## DETAILS ZUR AUFGABE
Schreib den folgenden Testbericht zum Kopfhörer Marshall Monitor II vollständig und Wort für Wort ab.

Im stilechten Retro-Design versteckt der Marshall Monitor II viele moderne Funktionen. Der Over-Ear-Kopfhörer klang in unserem Test knallhart rockig, schnell und nicht so wirklich sanft.
Vorteile
- tiefer, satter, impulsiver Bass
- tolle Dynamik und Spielfreude
- durchdachtes Bedienkonzept
Nachteile
- Noise-Cancelling und Mikro nicht optimal
-
Klang: Natürlichkeit / Transparenz6.8
-
Klang: Bass / Dynamik9.4
-
Praxis / Connectivity9.2
-
Preis / Leistung8.8
Antik oder Retro? Der Marshall Monitor II A.N.C. gehört zu den wenigen Produkten, denen die Verbindung von altem und neuem Design wirklich gelingt. Von weitem könnte man denken, einen lederbespannten, sichtbar geschlossenen Over-Ear-Kopfhörer mit kleinen Spiralkabeln aus den 1950er Jahren vor sich zu haben. Bei näherem Betrachten sind die Materialien hochwertig, aber eben doch kein echtes Leder.

## ANGEZEIGTE DATEN
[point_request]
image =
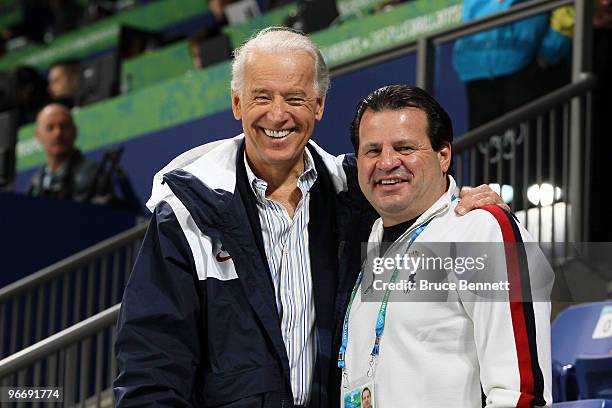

## ANTWORT ZUR AUFGABE
Im stilechten Retro-Design versteckt der Marshall Monitor II viele moderne Funktionen. Der Over-Ear-Kopfhörer klang in unserem Test knallhart rockig, schnell und nicht so wirklich sanft.
Vorteile
- tiefer, satter, impulsiver Bass
- tolle Dynamik und Spielfreude
- durchdachtes Bedienkonzept
Nachteile
- Noise-Cancelling und Mikro nicht optimal
-
Klang: Natürlichkeit / Transparenz6.8
-
Klang: Bass / Dynamik9.4
-
Praxis / Connectivity9.2
-
Preis / Leistung8.8
Antik oder Retro? Der Marshall Monitor II A.N.C. gehört zu den wenigen Produkten, denen die Verbindung von altem und neuem Design wirklich gelingt. Von weitem könnte man denken, einen lederbespannten, sichtbar geschlossenen Over-Ear-Kopfhörer mit kleinen Spiralkabeln aus den 1950er Jahren vor sich zu haben. Bei näherem Betrachten sind die Materialien hochwertig, aber eben doch kein echtes Leder.